[SET EXERCISE]: Update the lines below so that every "thickest part" becomes "widest part", and leave everything else as it is.

-- Begin --

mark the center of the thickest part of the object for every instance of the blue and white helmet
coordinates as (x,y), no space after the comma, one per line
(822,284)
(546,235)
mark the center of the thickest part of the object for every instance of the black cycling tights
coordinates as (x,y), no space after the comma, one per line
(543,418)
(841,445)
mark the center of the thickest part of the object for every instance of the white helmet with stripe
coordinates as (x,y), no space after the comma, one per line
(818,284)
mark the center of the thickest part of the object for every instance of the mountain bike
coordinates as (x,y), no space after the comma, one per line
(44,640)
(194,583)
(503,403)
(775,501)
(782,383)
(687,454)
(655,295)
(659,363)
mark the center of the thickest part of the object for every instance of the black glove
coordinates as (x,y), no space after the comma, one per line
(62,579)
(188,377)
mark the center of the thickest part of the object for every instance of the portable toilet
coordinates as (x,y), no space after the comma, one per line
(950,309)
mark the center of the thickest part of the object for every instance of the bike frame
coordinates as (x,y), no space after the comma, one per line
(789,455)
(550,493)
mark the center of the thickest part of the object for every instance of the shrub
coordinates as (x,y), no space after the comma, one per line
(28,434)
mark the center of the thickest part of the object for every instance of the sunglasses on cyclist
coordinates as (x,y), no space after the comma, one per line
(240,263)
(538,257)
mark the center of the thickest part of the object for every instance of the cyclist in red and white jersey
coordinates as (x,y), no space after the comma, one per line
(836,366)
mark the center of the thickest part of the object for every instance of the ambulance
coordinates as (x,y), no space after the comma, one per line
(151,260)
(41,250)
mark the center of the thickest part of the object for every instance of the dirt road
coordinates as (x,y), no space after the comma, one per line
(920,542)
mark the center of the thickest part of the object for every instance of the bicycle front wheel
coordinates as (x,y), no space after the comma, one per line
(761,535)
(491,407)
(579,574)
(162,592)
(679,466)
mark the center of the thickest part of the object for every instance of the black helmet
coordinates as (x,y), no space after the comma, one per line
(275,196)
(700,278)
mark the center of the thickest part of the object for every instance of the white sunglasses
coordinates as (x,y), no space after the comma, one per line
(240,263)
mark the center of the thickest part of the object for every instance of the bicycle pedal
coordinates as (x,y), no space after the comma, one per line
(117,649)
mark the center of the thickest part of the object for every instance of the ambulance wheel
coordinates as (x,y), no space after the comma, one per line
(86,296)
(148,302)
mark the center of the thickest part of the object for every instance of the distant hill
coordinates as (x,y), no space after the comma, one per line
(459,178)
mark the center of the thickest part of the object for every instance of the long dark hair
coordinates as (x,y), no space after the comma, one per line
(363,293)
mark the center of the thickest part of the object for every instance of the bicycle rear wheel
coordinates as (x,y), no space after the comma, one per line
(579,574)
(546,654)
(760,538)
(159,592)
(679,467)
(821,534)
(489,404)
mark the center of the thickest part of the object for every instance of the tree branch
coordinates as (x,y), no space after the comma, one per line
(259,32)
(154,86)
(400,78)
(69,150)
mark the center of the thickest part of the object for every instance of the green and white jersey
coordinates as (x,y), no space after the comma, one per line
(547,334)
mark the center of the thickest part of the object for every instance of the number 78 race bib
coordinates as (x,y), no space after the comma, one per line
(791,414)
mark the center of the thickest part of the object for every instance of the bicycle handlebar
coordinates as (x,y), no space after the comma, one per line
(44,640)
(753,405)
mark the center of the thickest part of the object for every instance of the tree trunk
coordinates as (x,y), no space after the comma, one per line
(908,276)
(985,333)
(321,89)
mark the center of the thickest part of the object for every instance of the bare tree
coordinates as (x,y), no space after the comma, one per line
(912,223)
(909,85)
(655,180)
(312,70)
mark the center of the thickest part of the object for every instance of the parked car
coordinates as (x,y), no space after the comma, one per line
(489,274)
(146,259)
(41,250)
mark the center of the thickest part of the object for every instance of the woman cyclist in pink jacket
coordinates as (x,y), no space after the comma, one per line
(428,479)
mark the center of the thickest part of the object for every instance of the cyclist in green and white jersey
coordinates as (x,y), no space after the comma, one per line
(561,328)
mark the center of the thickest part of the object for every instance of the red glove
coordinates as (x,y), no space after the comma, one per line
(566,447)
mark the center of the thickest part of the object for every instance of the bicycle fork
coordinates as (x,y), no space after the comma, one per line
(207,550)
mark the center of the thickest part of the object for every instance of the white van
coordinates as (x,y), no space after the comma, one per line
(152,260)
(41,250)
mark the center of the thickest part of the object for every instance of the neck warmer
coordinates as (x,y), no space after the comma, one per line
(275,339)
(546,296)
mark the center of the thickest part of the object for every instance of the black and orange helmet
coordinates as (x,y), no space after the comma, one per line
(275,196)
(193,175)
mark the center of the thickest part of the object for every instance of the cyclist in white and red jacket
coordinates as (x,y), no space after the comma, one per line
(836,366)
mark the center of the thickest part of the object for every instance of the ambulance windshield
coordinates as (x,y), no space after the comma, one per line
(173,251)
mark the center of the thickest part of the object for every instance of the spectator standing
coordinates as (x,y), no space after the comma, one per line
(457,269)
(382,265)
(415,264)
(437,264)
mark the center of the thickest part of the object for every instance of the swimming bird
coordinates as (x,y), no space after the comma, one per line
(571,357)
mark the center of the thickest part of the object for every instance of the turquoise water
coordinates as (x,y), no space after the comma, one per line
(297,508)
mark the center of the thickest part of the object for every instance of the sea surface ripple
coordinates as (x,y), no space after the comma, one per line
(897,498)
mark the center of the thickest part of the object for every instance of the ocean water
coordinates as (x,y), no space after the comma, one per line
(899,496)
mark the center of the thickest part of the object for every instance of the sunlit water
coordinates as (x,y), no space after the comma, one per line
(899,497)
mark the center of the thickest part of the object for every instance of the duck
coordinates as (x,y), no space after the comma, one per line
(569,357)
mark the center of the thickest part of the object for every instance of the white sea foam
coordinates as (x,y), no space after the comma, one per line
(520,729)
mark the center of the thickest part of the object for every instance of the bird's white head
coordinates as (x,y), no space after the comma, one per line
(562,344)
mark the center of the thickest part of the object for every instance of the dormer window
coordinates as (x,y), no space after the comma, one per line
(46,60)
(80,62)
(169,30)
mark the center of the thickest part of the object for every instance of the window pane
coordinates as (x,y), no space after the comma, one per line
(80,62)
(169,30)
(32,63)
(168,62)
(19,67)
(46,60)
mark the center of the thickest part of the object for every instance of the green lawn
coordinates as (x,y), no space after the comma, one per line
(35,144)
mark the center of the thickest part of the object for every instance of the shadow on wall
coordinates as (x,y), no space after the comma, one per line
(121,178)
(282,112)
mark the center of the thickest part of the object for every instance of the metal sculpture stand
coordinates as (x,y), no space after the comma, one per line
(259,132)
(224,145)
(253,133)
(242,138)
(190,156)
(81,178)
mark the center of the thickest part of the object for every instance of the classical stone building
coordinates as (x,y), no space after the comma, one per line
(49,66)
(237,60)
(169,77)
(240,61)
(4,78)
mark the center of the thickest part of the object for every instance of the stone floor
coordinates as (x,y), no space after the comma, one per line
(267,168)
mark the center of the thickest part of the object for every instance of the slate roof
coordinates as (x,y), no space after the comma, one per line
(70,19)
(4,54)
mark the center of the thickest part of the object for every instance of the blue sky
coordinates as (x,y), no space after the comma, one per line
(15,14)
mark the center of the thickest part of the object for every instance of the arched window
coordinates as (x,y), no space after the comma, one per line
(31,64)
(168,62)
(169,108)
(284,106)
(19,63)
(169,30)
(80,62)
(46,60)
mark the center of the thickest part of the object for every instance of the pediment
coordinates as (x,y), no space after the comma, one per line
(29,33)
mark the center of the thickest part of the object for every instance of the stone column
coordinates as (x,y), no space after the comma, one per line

-- End --

[SOLUTION]:
mark the center of the widest part of the object for every instance of the blue and white helmet
coordinates as (x,y), no space after the comma, one per line
(822,284)
(546,235)
mark the center of the widest part of the object for every instance of the black cycling tights
coordinates as (x,y), no space after the comma, one per line
(543,418)
(841,445)
mark the center of the widest part of the object for every instance of the white helmet with stripe
coordinates as (x,y), no space after the comma, one per line
(818,284)
mark the center of the widest part of the object for every instance of the mountain bike
coordinates as (x,y), no space after the comma, one per line
(44,640)
(194,583)
(503,403)
(775,501)
(782,383)
(687,454)
(655,295)
(659,363)
mark the center of the widest part of the object for every instance of the black glove
coordinates as (x,y), no space after the comma, one per line
(62,579)
(188,377)
mark the center of the widest part of the object for every instance of the portable toilet
coordinates as (x,y), no space after the comma, one per line
(950,309)
mark the center of the widest part of the object for every instance of the bike frame
coordinates as (x,y), no space after the comma, one per line
(789,455)
(550,493)
mark the center of the widest part of the object for every instance of the shrub
coordinates as (x,y), no space after the comma, one per line
(28,434)
mark the center of the widest part of the object for every instance of the sunglasses on cyclist
coordinates as (x,y), no space after the comma, one per line
(240,263)
(538,257)
mark the center of the widest part of the object for every instance of the cyclist in red and white jersey
coordinates as (x,y), no space after the comma, one per line
(836,366)
mark the center of the widest part of the object for every instance of the ambulance
coordinates as (x,y), no space after the comma, one per line
(151,260)
(41,250)
mark the center of the widest part of the object for every instance of the dirt road
coordinates as (x,y), no space after the comma, one per line
(920,542)
mark the center of the widest part of the object for every instance of the bicycle front wheel
coordinates as (x,y), no space after the comma, one per line
(761,535)
(491,407)
(579,574)
(162,592)
(679,466)
mark the center of the widest part of the object for every instance of the black helmet
coordinates as (x,y), no space after the comma, one per line
(275,196)
(700,278)
mark the center of the widest part of the object for every instance of the white sunglasses
coordinates as (x,y), no space after the comma, one per line
(240,263)
mark the center of the widest part of the object for every instance of the bicycle pedal
coordinates as (x,y), no space after the comma, one per line
(117,649)
mark the center of the widest part of the object for every instance of the ambulance wheel
coordinates as (x,y), no space after the comma, one per line
(86,296)
(148,302)
mark the center of the widest part of the object for every instance of the distant hill
coordinates as (x,y), no space after the comma, one per line
(459,178)
mark the center of the widest part of the object for every instance of the long dark hair
coordinates as (x,y), no space after the comma, one per line
(363,293)
mark the center of the widest part of the object for every instance of the bicycle rear wheel
coordinates as (x,y), no space after the comma, one per line
(579,574)
(546,654)
(760,538)
(159,592)
(679,467)
(821,534)
(489,404)
mark the center of the widest part of the object for every instance of the tree branch
coordinates as (x,y), no space after the comma, one per line
(259,32)
(154,86)
(400,78)
(69,150)
mark the center of the widest part of the object for every instance of the green and white jersey
coordinates as (x,y), no space after the comma, one per line
(547,334)
mark the center of the widest part of the object for every instance of the number 78 race bib
coordinates as (x,y), no space after the comma, one per line
(791,414)
mark the center of the widest part of the object for every instance of the bicycle handlebar
coordinates as (x,y), no space after the comma, one per line
(44,640)
(753,405)
mark the center of the widest part of the object for every instance of the tree trunk
coordinates as (x,y), no space after the comma, one per line
(908,276)
(985,333)
(321,89)
mark the center of the widest part of the object for every instance of the bare tree
coordinates as (x,y), no space after the comma, one per line
(912,223)
(909,85)
(655,180)
(312,70)
mark the center of the widest part of the object for every instance of the parked car
coordinates as (x,y), no space after the comma, one per line
(489,274)
(146,259)
(41,250)
mark the center of the widest part of the object for every instance of the woman cyclist in pink jacket
coordinates as (x,y), no space after the comma, one per line
(428,479)
mark the center of the widest part of the object for every instance of the cyclist in green and white jersey
coordinates as (x,y), no space after the comma, one per line
(561,328)
mark the center of the widest part of the object for every instance of the red glove
coordinates as (x,y), no space after the comma, one per line
(566,447)
mark the center of the widest part of the object for every instance of the bicycle fork
coordinates as (x,y), no space after the comma, one per line
(207,550)
mark the center of the widest part of the object for every instance of the white van
coordinates as (x,y), no space after the comma, one per line
(152,260)
(41,250)
mark the center of the widest part of the object for every instance of the neck warmer
coordinates as (x,y), no space after the comma, one per line
(275,339)
(546,296)
mark the center of the widest part of the object for every instance of the black and orange helmet
coordinates as (x,y), no space after the comma, one per line
(275,196)
(193,175)
mark the center of the widest part of the object for every instance of the cyclist in white and red jacket
coordinates as (x,y), no space after the comma, one per line
(836,366)
mark the center of the widest part of the object for every instance of the ambulance windshield
coordinates as (x,y), no space after the comma, one per line
(173,251)
mark the center of the widest part of the object for every instance of the spectator standing
coordinates as (x,y), no space after the comma, one per line
(457,269)
(382,265)
(415,264)
(437,264)
mark the center of the widest part of the object for every instance of the swimming bird
coordinates as (x,y), no space after the comma, one per line
(571,357)
mark the center of the widest part of the object for every instance of the turquoise water
coordinates as (x,y), no space after the comma, one per line
(297,508)
mark the center of the widest part of the object for every instance of the sea surface ripple
coordinates as (x,y), no space after the comma, one per line
(897,498)
mark the center of the widest part of the object for every instance of the ocean water
coordinates as (x,y), no space after the comma, one per line
(899,496)
mark the center of the widest part of the object for every instance of the sunlit water
coordinates as (x,y), no space after the comma, one per line
(899,497)
mark the center of the widest part of the object for every instance of the duck
coordinates as (x,y), no space after the comma, one per line
(569,357)
mark the center of the widest part of the object for every instance of the white sea foam
coordinates as (x,y), no space after the comma, one per line
(520,729)
mark the center of the widest part of the object for every instance of the bird's white head
coordinates as (x,y), no space after the comma, one per line
(562,344)
mark the center of the widest part of the object for every instance of the dormer window
coordinates as (x,y), no space after the comma, one per line
(46,60)
(80,62)
(169,30)
mark the center of the widest part of the object for every instance of the window pane
coordinates as (x,y), no space after the comma, one per line
(80,62)
(169,30)
(32,63)
(168,62)
(19,67)
(46,60)
mark the center of the widest part of the object for every instance of the green lawn
coordinates as (x,y), no space after the comma, one per line
(35,144)
mark the center of the widest part of the object for every instance of the shadow on wall
coordinates as (x,y), no space after the comma, one per line
(121,178)
(282,112)
mark the center of the widest part of the object for every instance of the metal sculpture stand
coordinates as (x,y), no space after the comma, one per line
(259,132)
(224,145)
(253,133)
(242,138)
(190,156)
(81,178)
mark the center of the widest part of the object for every instance of the classical stone building
coordinates as (x,y), no space after the comma, one per line
(49,66)
(237,60)
(169,77)
(240,61)
(4,78)
mark the center of the widest part of the object for every instance of the stone floor
coordinates as (x,y), no space after the comma, one per line
(267,168)
mark the center of the widest part of the object for every instance of the slate roof
coordinates as (x,y), no space after the comma, one per line
(70,19)
(4,54)
mark the center of the widest part of the object for every instance of the blue sky
coordinates as (x,y), no space after the comma, one per line
(15,14)
mark the center of the widest part of the object for every instance of the arched window
coordinates as (x,y), no space after the comma, one per line
(31,64)
(168,62)
(169,108)
(284,106)
(19,63)
(169,30)
(80,62)
(46,60)
mark the center of the widest part of the object for every instance of the pediment
coordinates as (x,y), no space after the comma, one per line
(29,33)
mark the center of the widest part of the object for every instance of the stone column
coordinates as (x,y), no space after the comma, one per line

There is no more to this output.